Task prompt:
Copy nothing but the text: reproduce each line of the listing exactly and leave the pictures out.

Task input:

==*==

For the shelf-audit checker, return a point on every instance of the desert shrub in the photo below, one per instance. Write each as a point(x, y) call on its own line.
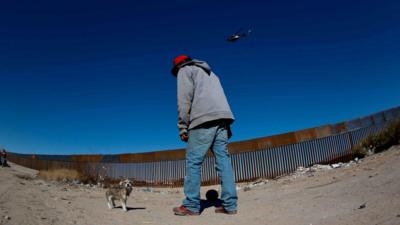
point(381, 141)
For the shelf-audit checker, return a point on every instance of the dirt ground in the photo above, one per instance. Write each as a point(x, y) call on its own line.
point(364, 193)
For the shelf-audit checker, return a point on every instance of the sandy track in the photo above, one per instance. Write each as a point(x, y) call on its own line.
point(327, 197)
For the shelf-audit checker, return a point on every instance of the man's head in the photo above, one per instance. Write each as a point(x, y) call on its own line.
point(179, 62)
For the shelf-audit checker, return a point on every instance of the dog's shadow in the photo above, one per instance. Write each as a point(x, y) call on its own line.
point(129, 208)
point(211, 200)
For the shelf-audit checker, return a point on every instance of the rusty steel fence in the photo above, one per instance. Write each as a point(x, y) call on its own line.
point(266, 157)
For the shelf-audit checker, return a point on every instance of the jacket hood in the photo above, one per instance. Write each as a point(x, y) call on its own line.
point(194, 62)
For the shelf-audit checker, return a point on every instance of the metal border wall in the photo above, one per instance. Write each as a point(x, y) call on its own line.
point(266, 157)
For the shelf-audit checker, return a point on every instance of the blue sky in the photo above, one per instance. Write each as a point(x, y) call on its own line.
point(94, 77)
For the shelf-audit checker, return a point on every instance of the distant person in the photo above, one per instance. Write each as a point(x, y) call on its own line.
point(204, 123)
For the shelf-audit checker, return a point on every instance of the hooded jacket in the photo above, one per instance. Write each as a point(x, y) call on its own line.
point(200, 96)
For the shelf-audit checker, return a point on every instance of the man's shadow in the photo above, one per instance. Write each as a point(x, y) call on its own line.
point(211, 200)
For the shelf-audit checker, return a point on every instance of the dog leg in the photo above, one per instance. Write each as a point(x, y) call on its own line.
point(123, 203)
point(110, 202)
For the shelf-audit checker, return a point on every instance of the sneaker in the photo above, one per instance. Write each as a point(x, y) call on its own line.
point(183, 211)
point(223, 210)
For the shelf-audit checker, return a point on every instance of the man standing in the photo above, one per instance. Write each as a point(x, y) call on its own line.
point(204, 123)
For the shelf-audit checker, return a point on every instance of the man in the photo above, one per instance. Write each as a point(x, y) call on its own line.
point(204, 123)
point(3, 159)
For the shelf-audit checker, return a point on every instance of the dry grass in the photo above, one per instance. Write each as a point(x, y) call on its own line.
point(60, 175)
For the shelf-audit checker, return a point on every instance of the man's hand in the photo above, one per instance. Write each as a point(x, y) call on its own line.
point(184, 137)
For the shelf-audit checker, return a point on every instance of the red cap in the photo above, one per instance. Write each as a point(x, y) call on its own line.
point(180, 59)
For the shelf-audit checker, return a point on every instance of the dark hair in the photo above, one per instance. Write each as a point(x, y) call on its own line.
point(177, 67)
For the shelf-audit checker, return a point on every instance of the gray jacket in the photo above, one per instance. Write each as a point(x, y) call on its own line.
point(200, 96)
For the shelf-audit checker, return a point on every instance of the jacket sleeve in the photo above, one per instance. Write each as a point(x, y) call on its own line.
point(185, 98)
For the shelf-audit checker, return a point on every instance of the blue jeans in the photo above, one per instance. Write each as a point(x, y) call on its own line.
point(200, 140)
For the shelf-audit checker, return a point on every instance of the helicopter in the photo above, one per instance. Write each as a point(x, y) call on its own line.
point(239, 34)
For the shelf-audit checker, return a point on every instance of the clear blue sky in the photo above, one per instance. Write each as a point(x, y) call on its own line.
point(94, 77)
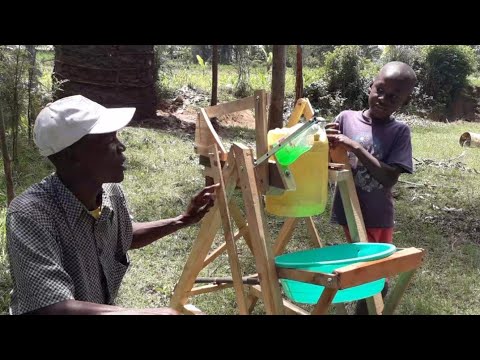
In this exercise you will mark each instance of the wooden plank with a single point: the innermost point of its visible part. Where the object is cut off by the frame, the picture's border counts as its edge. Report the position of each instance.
(351, 205)
(397, 292)
(228, 232)
(360, 273)
(219, 250)
(203, 243)
(208, 288)
(312, 231)
(312, 277)
(340, 309)
(308, 110)
(241, 223)
(262, 251)
(289, 308)
(375, 304)
(280, 178)
(190, 309)
(193, 266)
(206, 127)
(230, 107)
(297, 112)
(339, 155)
(324, 302)
(261, 130)
(284, 235)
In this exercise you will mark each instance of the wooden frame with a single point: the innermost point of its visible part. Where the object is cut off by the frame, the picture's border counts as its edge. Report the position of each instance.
(235, 169)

==*==

Answer area:
For the shelf-audit checker, return a point on every instance of the desert shrub in the photo below, one per instance. Write each as a point(x, y) call on its own line.
point(381, 141)
For the shelf-audit checker, return a point on every instance of the dirt ground in the photo above, one per instance. Write each as a point(x, y) call on its own line.
point(364, 193)
For the shelf-audit checker, return a point on every instance of the sandy track in the photo above, one per instance. Write each as a point(x, y) call on its own line.
point(327, 197)
For the shelf-audit checker, return a point on every instance of the man's head in the photo above, one per instance. Write each as a point(x, y) call on its own line.
point(179, 62)
For the shelf-audit checker, return a point on every instance of the dog's shadow in the photo above, one per instance. Write each as a point(x, y) call on its own line.
point(129, 208)
point(211, 200)
For the shelf-audit checker, return a point on every instance of the rusty steel fence in the photo above, one per instance. Write each as a point(x, y) call on its own line.
point(266, 157)
For the shelf-audit checker, return a point on every instance of the jacket hood in the photo above, one per instance. Write each as a point(x, y) call on its own line.
point(194, 62)
For the shelf-audit checker, return a point on every instance of the metal border wall in the photo above, one per instance. Write each as a point(x, y) call on its own line.
point(266, 157)
For the shelf-audit checker, return a point on every instance of the blue sky in the photo above, one per instance. Write each as a point(x, y) call on its own line.
point(94, 77)
For the shelf-audit checker, return a point on every instance of the distant person in the photo above, one per instance. Write each as a point(x, y) call on its own line.
point(204, 123)
For the shelf-audit checker, return a point on every instance of the hooded jacket in the photo above, one per instance. Write each as a point(x, y) call on its own line.
point(200, 96)
For the shelf-audit checker, return a point on every instance of the man's shadow in the photo above, one per instance. Write each as a point(x, y) call on its own line.
point(211, 200)
For the shelf-audit checker, return a point on every instance of the dog leg in the photo above, one per instance. Write each as a point(x, y) call on its own line.
point(123, 203)
point(110, 202)
For the shelf-audit checker, return a point on every instance of the sneaker in the photo above, one per instance. Write each as a point(x, y) call on its own line.
point(183, 211)
point(223, 210)
For the shelf-audit checker, return a point on every instance of the man standing in the photo above, one per instance. Write each as a point(x, y) call on its own line.
point(204, 123)
For the shelf-audit checker, return a point on every instance of the man in the photo above, one per instance. Write each as a point(x, y) call on its own line.
point(204, 123)
point(3, 159)
For the shelf-audit checker, return a point on every instance of the dry grass in the photo above, one per instance. Write each as a point(x, y) call on its own line.
point(60, 175)
For the shelf-audit checker, return a point on every instance of the man's hand in the photo above, one per instance. Write each as a point(x, y) call on its own line.
point(184, 137)
For the shelf-audit checker, return a point on every instance of the red cap in the photo above, one per instance. Write each as a point(x, y) call on its own line.
point(180, 59)
For the shelf-audit checker, return a point on every instance of the dark hair in the photo above, one per instance. Write each as a point(x, y) call on its own line.
point(177, 67)
For the shelf-audit checker, return a point on every instance of the gray jacket in the photo above, one per instance. Write each as a point(x, y) call on its own line.
point(200, 96)
For the shelf-audit checker, return a point on every instance of the jacket sleeve in the photo above, one per instance. Write each as a point(x, y) call on its own line.
point(185, 98)
For the shelf-audit checker, return a point on every instance of the blue jeans in the photo above, one per instance. Write each as a point(x, y) call on its own line.
point(200, 140)
For the shelf-audit checker, return a point on every instance of the helicopter in the photo above, one per instance. Write each as a point(x, y) call on its own line.
point(239, 34)
For the shelf-audit checker, return a point on every instance of the clear blue sky in the photo above, one per instance. Write each as a point(x, y) call on its own line.
point(94, 77)
In this exercise you will mark each instance of the wooden plank with a single point: the innermost point of its visible part. Where the object is cut off by the frame, the picture's border counts as its edge. Report the position of each instance.
(351, 205)
(397, 292)
(228, 232)
(360, 273)
(219, 250)
(203, 243)
(208, 288)
(312, 231)
(312, 277)
(340, 309)
(308, 110)
(241, 223)
(262, 251)
(289, 308)
(375, 304)
(280, 178)
(190, 309)
(193, 266)
(206, 127)
(230, 107)
(297, 112)
(339, 155)
(324, 302)
(261, 130)
(284, 235)
In this exercise you will mark each instance of the wooden frame with a single point: the innermost point of its visible part. Where the object is cut off by the frame, the picture's border counts as its edge. Report the position of each instance.
(235, 169)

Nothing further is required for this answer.